SET EXERCISE: Reproduce the listing below line for line, with no changes.

DATA IN THIS EXERCISE:
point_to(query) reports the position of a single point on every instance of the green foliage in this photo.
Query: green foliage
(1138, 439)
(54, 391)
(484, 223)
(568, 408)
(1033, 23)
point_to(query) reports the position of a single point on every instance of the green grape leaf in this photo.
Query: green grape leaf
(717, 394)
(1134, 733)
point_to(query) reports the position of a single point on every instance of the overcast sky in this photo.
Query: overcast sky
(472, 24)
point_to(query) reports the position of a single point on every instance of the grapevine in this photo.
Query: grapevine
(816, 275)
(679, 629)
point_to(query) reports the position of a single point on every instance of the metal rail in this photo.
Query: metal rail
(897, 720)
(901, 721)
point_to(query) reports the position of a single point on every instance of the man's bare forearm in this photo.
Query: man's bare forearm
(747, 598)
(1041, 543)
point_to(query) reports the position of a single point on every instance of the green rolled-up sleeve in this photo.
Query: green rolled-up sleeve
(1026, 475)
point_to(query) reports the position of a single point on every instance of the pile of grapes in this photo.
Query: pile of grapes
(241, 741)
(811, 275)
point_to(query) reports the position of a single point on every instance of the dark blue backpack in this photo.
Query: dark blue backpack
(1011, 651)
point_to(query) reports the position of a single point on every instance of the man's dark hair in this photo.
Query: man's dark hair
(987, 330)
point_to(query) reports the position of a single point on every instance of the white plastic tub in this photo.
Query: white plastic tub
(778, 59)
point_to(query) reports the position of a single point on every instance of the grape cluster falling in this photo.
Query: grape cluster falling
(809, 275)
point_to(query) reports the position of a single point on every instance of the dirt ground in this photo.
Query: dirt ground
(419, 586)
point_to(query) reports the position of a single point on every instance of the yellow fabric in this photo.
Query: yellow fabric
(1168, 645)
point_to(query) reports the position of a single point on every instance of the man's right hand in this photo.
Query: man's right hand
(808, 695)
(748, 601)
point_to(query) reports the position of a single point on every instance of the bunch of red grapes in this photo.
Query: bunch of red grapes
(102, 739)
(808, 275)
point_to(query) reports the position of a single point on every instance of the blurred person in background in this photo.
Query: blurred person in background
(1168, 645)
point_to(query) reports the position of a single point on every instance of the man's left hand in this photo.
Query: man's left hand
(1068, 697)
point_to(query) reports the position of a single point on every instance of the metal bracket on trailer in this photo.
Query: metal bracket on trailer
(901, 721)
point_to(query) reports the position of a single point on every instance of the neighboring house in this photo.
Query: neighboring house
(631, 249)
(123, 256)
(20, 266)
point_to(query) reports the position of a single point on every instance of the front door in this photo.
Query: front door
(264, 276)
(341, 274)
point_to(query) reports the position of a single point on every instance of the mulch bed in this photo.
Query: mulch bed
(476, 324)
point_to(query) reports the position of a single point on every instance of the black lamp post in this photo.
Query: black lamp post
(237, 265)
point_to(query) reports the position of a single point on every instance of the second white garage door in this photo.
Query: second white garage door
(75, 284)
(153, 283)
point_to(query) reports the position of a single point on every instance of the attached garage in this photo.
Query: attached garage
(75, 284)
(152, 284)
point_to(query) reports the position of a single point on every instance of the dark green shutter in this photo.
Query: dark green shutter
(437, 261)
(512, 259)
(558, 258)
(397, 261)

TASK SOLUTION:
point_to(query) reports the position of a single point on every instance of the green foliage in this photo.
Query: green foliage
(1138, 439)
(54, 391)
(484, 223)
(568, 408)
(1033, 23)
point_to(query) reports the position of a single point on every instance of the green grape leaf in this photo.
Query: green grape leaf
(717, 394)
(1134, 733)
point_to(query) reports the position of a single point on every instance of the overcast sky in this photo.
Query: overcast sky
(472, 24)
point_to(query) reports the position of a single point on every instance of the grapevine in this photo.
Query: grapevine
(816, 275)
(679, 629)
point_to(query) reports the position of a single point on every instance of the metal rail in this photo.
Query: metal rail
(897, 720)
(901, 721)
point_to(query) reports the position of a single point on every instance of the man's bare forearm in this photo.
Query: man's bare forearm
(747, 598)
(1041, 543)
point_to(query) reports the position of a single point on every instance of the green rolled-up sleeve in this photo.
Query: green rolled-up sleeve
(1026, 475)
point_to(query) reports the position of a single point on every instance of the pile of grapes in this photo.
Query: pile of grapes
(241, 741)
(811, 275)
point_to(query) reports the position of a single point on every instance of the dark blue backpack in this photo.
Query: dark blue backpack
(1011, 651)
point_to(query) reports the position of a single point on every instance of the man's dark hair in this photo.
Query: man's dark hair
(987, 330)
point_to(query) reports the position of a single point on every instance of the white plastic tub in this photo.
Query: white plastic tub
(778, 59)
point_to(query) reports the position of a single point on every instance of the grape cluster falling in this photo.
Query: grape cluster falling
(809, 275)
point_to(query) reports the position of a single point on every instance of the dirt ground in this photo.
Query: dirt ground
(419, 586)
point_to(query) reports the position of a single point on every instance of the yellow fabric in this photo.
Query: yellow fabric
(1168, 645)
point_to(query) reports the position of a single point on every instance of the man's right hand in this photo.
Query: man's right hand
(808, 695)
(748, 601)
point_to(query) reports the position of a single point on every instance of the bunch of red grapes in this photo.
Query: bunch of red grapes
(102, 739)
(808, 275)
point_to(query) reports the position of a single point on every instance of the blurred person in background in this photo.
Query: blurred person in background
(1168, 645)
point_to(query) reports the position of a single point on every instance of the man's left hand in this photo.
Query: man's left hand
(1068, 697)
point_to(query) reports the position of a single point on every instance of the metal bracket on trailer in this photo.
Query: metal bracket on trailer
(901, 721)
point_to(query) reports the position of a single point on every instance of the neighboring house in this photo.
Query: neighboring house
(631, 249)
(123, 256)
(20, 266)
point_to(query) reports the position of a single point on every instance of the front door in this photo.
Query: front door
(264, 276)
(341, 274)
point_to(query) reports the position of a single point on every instance of the mulch bed in this photo.
Query: mulch bed
(476, 324)
point_to(query) reports the position of a single point on every instance of the black lamp post in this photo.
Query: black lamp post
(237, 265)
point_to(query) reports the position of a single point on every instance of the second white garage door in this photo.
Query: second white garage door
(75, 284)
(153, 283)
point_to(query) reports the position of a single point on every instance of the attached garage in this photo.
Query: attached garage
(75, 284)
(152, 284)
point_to(query) reports the position of a single point on every instance of the dark green shutter in this photo.
Query: dark green shutter
(437, 261)
(512, 259)
(558, 258)
(397, 261)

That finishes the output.